- [Task objective]: Please copy the lines below word for word, leaving out nothing and changing nothing.

- [Entries]:
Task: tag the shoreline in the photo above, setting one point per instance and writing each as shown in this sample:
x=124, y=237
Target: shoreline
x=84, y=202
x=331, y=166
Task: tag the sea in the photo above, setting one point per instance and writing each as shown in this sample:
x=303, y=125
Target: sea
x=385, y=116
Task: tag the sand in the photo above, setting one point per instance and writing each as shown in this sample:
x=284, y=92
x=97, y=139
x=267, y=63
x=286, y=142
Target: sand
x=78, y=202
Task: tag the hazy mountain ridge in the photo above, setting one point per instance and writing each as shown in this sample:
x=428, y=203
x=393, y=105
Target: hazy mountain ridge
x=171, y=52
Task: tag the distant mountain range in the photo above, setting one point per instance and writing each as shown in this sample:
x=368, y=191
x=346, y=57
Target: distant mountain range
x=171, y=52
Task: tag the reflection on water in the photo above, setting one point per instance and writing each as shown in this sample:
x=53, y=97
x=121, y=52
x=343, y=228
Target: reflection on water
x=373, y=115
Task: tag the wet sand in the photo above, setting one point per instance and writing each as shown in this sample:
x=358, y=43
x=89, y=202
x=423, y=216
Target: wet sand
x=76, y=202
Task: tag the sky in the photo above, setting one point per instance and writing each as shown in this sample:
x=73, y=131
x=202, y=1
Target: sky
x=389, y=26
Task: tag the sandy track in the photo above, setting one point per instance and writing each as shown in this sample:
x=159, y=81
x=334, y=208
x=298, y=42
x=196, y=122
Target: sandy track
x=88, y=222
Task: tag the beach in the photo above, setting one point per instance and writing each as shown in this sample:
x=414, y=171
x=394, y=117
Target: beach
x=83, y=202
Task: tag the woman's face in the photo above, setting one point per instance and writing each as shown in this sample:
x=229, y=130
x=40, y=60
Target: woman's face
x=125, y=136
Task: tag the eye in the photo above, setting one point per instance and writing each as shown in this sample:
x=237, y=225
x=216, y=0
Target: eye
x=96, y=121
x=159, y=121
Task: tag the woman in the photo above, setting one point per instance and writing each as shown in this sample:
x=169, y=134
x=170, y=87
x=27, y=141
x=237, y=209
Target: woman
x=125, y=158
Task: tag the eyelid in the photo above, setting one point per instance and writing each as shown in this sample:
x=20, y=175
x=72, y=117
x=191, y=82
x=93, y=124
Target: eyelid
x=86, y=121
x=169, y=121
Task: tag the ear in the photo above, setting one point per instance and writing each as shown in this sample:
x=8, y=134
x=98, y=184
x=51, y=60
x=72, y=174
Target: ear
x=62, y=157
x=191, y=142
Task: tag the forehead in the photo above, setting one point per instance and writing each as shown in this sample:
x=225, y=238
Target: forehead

- [Exercise result]:
Task: tag the shoreline in the photo above, setting one point per instance and writing each as shown in this sample:
x=124, y=237
Target: shoreline
x=84, y=202
x=331, y=166
Task: tag the sea in the photo above, setting one point per instance and writing each as shown in this sample:
x=303, y=125
Target: sea
x=385, y=116
Task: tag the sand in the photo above, setting one point per instance and writing each as shown in this sample:
x=284, y=92
x=97, y=139
x=267, y=63
x=286, y=142
Target: sand
x=78, y=202
Task: tag the hazy mountain ridge in the photo above, setting one point per instance and writing each as shown in this sample:
x=428, y=203
x=393, y=105
Target: hazy mountain ridge
x=171, y=52
Task: tag the distant mountain range in the photo above, setting one point per instance and writing each as shown in this sample:
x=368, y=191
x=346, y=57
Target: distant mountain range
x=171, y=52
Task: tag the reflection on water in the photo above, setting one point per instance and writing each as shown in this sample:
x=53, y=97
x=121, y=52
x=343, y=228
Target: reflection on water
x=373, y=115
Task: tag the wet sand in the photo above, setting one point per instance and writing each as shown in this sample:
x=358, y=43
x=89, y=202
x=423, y=216
Target: wet sand
x=76, y=202
Task: tag the sky in the photo above, setting one point per instance and writing each as shown in this sample:
x=73, y=131
x=202, y=1
Target: sky
x=389, y=26
Task: tag the sandy track in the photo above, setting one point per instance and writing each as shown in this sample:
x=159, y=81
x=334, y=208
x=298, y=42
x=196, y=122
Target: sandy track
x=88, y=222
Task: tag the beach in the photo above, setting one point per instance and writing each as shown in this sample:
x=414, y=171
x=394, y=117
Target: beach
x=83, y=202
Task: tag the woman's face in the photo above, setting one point per instance and writing each as shown in this sample:
x=229, y=130
x=40, y=60
Target: woman's face
x=125, y=136
Task: tag the eye in the photo above, setting one point per instance and writing each as shown in this sample:
x=237, y=225
x=216, y=0
Target: eye
x=96, y=121
x=159, y=121
Task: tag the woman in the photo above, setting one point per instance and writing each as shown in this sample:
x=169, y=134
x=170, y=87
x=27, y=141
x=237, y=209
Target: woman
x=125, y=158
Task: tag the eyelid in the photo above, setting one point per instance and writing each as shown in this sample:
x=20, y=175
x=72, y=117
x=191, y=82
x=93, y=124
Target: eyelid
x=86, y=121
x=169, y=121
Task: tag the ear in the photo above, setting one point per instance and writing each as shown in this sample:
x=8, y=134
x=98, y=184
x=51, y=60
x=72, y=174
Target: ear
x=62, y=157
x=191, y=142
Task: tag the forehead in the photo above, setting one point per instance and writing each as shown in this sample:
x=225, y=238
Target: forehead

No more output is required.